#### WHAT NEEDS TO BE DONE
Say how many lines in the entries below mention "wooden", with no other words.

Region pointing data
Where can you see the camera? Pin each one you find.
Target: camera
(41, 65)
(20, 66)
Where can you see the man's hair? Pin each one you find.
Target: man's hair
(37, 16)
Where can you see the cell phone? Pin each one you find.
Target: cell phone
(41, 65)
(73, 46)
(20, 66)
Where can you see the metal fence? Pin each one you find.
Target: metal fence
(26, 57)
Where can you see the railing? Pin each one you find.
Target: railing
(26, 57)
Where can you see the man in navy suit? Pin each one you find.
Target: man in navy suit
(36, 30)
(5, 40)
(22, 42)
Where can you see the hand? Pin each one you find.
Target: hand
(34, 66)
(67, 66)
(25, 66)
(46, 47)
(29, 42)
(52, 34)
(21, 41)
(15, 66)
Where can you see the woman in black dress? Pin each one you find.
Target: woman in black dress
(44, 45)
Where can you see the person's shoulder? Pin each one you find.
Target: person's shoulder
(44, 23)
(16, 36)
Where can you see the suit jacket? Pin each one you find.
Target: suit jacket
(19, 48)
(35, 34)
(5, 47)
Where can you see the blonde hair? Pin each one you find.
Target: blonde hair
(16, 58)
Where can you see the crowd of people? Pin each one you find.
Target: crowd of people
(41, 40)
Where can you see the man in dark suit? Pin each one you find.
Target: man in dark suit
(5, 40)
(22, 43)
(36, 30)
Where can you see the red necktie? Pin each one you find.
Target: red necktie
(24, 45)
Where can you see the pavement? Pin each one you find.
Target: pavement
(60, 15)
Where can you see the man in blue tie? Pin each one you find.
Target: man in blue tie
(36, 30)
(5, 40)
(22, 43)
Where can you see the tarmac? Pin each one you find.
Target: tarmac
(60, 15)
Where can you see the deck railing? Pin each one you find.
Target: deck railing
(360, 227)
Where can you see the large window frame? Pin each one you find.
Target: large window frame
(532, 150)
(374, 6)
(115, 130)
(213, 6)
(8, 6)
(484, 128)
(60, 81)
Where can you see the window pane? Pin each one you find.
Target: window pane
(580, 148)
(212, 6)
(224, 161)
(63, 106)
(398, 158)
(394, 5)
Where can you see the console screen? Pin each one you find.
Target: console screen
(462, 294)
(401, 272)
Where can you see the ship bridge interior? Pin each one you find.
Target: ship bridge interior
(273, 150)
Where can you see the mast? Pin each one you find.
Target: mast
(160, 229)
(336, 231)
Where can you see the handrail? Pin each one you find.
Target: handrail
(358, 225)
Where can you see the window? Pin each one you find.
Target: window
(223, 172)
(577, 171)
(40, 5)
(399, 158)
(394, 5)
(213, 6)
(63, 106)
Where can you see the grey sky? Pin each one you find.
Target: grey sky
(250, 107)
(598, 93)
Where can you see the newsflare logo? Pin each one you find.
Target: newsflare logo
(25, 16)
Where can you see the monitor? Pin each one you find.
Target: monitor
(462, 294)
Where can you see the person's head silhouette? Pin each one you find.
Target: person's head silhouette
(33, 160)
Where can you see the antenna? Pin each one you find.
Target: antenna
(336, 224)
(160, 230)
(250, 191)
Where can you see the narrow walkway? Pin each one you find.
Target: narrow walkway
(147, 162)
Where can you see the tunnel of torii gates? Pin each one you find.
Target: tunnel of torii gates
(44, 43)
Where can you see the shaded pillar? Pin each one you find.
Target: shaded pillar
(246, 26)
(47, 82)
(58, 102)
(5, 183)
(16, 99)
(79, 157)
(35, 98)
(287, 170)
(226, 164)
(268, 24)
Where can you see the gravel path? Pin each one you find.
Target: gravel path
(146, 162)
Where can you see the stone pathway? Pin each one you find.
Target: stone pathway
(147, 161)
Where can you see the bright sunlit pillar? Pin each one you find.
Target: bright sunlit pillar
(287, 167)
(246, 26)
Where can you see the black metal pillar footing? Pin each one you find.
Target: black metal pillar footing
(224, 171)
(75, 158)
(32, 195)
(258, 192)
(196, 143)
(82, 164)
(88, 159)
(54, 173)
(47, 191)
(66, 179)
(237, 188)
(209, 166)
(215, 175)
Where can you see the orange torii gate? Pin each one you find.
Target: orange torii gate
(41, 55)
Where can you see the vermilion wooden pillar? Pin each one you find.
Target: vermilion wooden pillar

#### SOLUTION
2